* [Document extract]:
________________________________________

Bear in mind that rents in Victoria increased 27% from July, 2020 to July, 2021 after increasing 15% from July, 2019 to July, 2020, a compound rate of growth over that 2-year period of 46%. In 2021, one in five dollars spent in BC was spent on rent, almost three times more than was spent on healthcare and social assistance.
Canada's corporate tax rate was 50.9% in 1981. By 2012, it had been slashed to 26.1%, where it has remained ever since. The marginal tax rate for extremely wealthy people was more than 70% from 1950 to 1970. It was slashed, too, to less than 50% by the year 2000. In 1940, the highest marginal tax rate in Canada was more than 90%.
Regulations that had constrained profiteering prior to 1980 have been steadily rolled back, and federal dollars mandated in 1957 to cover 50% of provincial and territorial healthcare costs were replaced in 1977 with accounting gimmicks that have resulted in chronic understaffing, overwork, burnout, and early retirement ever since, not to mention inadequate numbers of future healthcare professionals trained to serve a growing, aging population.

________________________________________

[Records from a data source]
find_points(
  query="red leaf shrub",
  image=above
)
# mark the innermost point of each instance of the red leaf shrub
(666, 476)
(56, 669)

________________________________________

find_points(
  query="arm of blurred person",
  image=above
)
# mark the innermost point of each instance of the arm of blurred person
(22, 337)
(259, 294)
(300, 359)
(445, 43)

________________________________________

* [Written tasks]:
1. Answer these questions using the excerpt on Canadian taxes and rents.
(a) By what percentage did rents in Victoria rise from July 2020 to July 2021?
(b) What was Canada's corporate tax rate in 1981?
(c) In what year were federal dollars mandated to cover 50% of provincial and territorial healthcare costs?
2. Write the next paragraph of the excerpt on Canadian taxes and rents, picking up after its final sentence.

* [Expected responses]:
1.
(a) 27%
(b) 50.9%
(c) 1957

2.
Meanwhile, public financing for purpose-built affordable workforce rental housing, which constructed more than 20,000 units per year throughout the 1970s and 1980s, ground almost to a halt in 1994.
All of these policy changes favoring corporations and Canada's richest households at everybody else's expense were made deliberately to redistribute Canada's wealth from the bottom to the top of the net-worth pyramid. Predictably, this resulted in the people most in need having access to the least.
All of these policies can be reversed.